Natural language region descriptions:
=======

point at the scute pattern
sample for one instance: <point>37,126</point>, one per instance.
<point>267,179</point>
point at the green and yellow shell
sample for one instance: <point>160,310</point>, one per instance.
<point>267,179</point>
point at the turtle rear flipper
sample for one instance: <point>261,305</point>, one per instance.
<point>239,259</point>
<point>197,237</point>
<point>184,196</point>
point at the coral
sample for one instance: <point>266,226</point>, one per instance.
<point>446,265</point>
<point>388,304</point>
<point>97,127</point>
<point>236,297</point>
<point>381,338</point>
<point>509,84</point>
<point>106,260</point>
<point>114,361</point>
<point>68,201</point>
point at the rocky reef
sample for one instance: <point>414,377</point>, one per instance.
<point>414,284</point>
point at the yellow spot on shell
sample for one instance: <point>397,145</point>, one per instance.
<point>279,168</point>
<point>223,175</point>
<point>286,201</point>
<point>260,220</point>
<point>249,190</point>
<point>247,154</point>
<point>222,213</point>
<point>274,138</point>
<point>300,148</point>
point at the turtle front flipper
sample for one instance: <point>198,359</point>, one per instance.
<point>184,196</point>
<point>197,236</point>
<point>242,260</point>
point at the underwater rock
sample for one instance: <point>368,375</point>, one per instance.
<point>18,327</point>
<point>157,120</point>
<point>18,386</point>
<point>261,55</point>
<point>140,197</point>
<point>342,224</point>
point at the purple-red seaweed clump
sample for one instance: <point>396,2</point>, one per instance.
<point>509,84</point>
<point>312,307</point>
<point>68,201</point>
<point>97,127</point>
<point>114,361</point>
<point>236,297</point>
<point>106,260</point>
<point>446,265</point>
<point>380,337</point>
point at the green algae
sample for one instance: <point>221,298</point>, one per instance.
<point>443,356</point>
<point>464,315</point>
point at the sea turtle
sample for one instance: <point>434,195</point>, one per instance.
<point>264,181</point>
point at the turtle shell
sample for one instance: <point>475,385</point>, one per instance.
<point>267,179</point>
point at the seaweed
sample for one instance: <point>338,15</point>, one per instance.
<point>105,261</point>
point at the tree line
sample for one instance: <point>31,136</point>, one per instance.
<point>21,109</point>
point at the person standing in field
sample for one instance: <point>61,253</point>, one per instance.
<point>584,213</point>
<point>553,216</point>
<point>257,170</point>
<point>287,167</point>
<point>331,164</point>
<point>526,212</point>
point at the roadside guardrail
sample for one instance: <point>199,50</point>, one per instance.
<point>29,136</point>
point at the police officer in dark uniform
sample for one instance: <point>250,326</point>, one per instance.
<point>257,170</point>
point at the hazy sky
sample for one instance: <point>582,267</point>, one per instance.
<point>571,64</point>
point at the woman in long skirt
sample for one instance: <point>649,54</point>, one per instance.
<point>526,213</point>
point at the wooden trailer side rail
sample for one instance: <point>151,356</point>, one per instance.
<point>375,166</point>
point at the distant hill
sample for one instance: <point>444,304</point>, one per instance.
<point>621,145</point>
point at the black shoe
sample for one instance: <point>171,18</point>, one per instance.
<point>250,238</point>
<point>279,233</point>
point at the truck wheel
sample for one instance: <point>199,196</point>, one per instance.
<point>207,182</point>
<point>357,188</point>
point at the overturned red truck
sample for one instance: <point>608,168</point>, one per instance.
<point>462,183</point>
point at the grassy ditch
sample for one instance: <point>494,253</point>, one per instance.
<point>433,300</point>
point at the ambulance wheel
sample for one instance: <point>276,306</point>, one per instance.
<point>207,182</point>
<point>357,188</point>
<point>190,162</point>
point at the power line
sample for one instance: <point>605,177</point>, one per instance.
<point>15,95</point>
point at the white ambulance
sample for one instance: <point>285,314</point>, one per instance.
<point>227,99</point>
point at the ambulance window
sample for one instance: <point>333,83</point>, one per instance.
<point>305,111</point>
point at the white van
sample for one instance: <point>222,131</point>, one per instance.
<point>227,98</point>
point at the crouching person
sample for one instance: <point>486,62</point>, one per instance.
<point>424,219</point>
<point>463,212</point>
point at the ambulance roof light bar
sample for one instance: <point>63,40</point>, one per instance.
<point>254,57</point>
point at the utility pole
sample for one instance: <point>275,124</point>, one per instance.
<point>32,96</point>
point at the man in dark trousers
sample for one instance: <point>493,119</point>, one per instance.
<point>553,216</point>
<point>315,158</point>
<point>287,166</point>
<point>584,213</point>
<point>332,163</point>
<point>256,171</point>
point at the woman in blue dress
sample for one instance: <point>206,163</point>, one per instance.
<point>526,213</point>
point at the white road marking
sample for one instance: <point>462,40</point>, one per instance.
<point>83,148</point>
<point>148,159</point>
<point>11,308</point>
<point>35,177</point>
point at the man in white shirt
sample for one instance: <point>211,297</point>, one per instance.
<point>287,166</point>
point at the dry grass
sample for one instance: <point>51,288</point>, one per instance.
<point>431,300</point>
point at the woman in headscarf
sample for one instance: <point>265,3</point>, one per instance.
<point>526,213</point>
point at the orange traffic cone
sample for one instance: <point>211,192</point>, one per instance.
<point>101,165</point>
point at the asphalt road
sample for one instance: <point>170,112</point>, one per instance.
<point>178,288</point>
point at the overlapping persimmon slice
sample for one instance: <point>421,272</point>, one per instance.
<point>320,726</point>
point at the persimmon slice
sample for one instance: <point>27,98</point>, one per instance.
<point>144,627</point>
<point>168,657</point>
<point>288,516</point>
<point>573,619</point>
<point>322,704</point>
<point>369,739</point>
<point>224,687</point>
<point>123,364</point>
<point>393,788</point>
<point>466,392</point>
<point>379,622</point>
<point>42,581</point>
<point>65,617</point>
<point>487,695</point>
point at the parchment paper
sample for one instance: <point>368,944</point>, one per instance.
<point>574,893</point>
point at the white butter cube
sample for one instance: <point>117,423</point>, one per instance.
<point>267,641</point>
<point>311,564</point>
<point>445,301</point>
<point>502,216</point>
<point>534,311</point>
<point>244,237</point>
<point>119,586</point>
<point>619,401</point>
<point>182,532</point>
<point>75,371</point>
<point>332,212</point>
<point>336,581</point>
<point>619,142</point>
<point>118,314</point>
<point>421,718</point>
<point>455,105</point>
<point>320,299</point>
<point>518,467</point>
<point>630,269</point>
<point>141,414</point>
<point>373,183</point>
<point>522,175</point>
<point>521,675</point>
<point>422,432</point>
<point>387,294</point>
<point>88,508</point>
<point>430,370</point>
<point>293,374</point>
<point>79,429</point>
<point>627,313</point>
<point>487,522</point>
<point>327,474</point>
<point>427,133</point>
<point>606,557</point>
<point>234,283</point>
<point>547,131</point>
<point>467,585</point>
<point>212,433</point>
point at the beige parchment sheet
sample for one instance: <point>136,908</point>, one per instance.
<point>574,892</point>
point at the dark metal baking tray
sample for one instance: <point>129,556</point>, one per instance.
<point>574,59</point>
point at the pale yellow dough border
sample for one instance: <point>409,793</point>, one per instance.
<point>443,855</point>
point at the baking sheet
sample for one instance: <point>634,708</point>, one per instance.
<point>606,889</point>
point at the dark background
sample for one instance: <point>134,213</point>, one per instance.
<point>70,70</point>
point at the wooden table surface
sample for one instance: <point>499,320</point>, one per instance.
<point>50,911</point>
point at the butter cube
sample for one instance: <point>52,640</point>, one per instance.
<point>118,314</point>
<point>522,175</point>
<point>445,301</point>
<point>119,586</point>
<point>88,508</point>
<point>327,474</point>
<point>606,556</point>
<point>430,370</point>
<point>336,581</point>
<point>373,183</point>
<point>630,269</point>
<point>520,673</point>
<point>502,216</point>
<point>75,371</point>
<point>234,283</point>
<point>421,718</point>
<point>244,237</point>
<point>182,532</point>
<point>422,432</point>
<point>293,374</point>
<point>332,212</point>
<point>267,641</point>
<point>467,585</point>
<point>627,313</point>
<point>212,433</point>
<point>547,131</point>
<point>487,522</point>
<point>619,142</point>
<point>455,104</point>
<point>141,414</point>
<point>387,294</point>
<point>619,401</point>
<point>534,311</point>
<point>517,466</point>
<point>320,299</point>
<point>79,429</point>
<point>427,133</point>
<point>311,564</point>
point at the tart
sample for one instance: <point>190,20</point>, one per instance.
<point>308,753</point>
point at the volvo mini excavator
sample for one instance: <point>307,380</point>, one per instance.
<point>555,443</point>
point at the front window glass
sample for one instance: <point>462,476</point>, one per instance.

=======

Among the records above, repeat exactly the line with "point at the beige parchment sheet", the line with "point at the butter cube", and every line in between, and only those.

point at the beige parchment sheet
sample for one instance: <point>136,908</point>, one per instance.
<point>574,892</point>
point at the dark metal baking tray
sample for one instance: <point>129,556</point>, one per instance.
<point>574,59</point>
point at the pale yellow dough border
sample for one instance: <point>409,793</point>, one per instance.
<point>443,855</point>
point at the baking sheet
sample for one instance: <point>634,708</point>, one per instance.
<point>606,889</point>
point at the dark background
sample for one instance: <point>134,213</point>, one per instance.
<point>70,70</point>
point at the wooden table surface
sample for one instance: <point>499,320</point>, one per instance.
<point>50,911</point>
point at the butter cube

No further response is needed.